◆ **Set exercise**
Change "For full credit" to "To receive full credit" throughout the records below, then write out the lines again with everything else kept as it is. Omit the pictures.

Records for bounding box labeling:
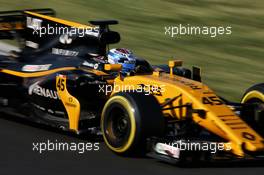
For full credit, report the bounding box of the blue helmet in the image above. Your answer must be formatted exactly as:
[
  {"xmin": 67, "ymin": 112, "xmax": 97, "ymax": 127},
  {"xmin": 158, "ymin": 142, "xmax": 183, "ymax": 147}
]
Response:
[{"xmin": 108, "ymin": 48, "xmax": 136, "ymax": 73}]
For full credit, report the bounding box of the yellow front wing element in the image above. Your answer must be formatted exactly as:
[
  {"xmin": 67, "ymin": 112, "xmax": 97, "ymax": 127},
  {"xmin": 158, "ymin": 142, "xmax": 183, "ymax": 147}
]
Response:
[
  {"xmin": 56, "ymin": 75, "xmax": 81, "ymax": 132},
  {"xmin": 113, "ymin": 73, "xmax": 264, "ymax": 156}
]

◆ **Response**
To receive full credit, report the bounding box of the blue helmet in the image above. Your answer must be formatted exactly as:
[
  {"xmin": 67, "ymin": 112, "xmax": 97, "ymax": 127},
  {"xmin": 158, "ymin": 142, "xmax": 183, "ymax": 147}
]
Response:
[{"xmin": 108, "ymin": 48, "xmax": 136, "ymax": 73}]
To receive full credit, report the bounding box of the yellow front wing element in the image above. Your answer must be formatted exactly as:
[
  {"xmin": 67, "ymin": 112, "xmax": 97, "ymax": 127},
  {"xmin": 158, "ymin": 142, "xmax": 183, "ymax": 147}
]
Response:
[
  {"xmin": 56, "ymin": 75, "xmax": 81, "ymax": 132},
  {"xmin": 113, "ymin": 73, "xmax": 264, "ymax": 156}
]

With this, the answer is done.